§ **Task directions**
Rewrite every line of the records below, requests included, scaling each point coordinate in the answers by 0.85 and rounding to the nearest whole number, with halves rounded up.

[Data items]
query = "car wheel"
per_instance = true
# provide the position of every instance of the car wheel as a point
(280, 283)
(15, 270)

§ **Response**
query = "car wheel"
per_instance = true
# provide the position of every instance of the car wheel as a point
(238, 241)
(13, 230)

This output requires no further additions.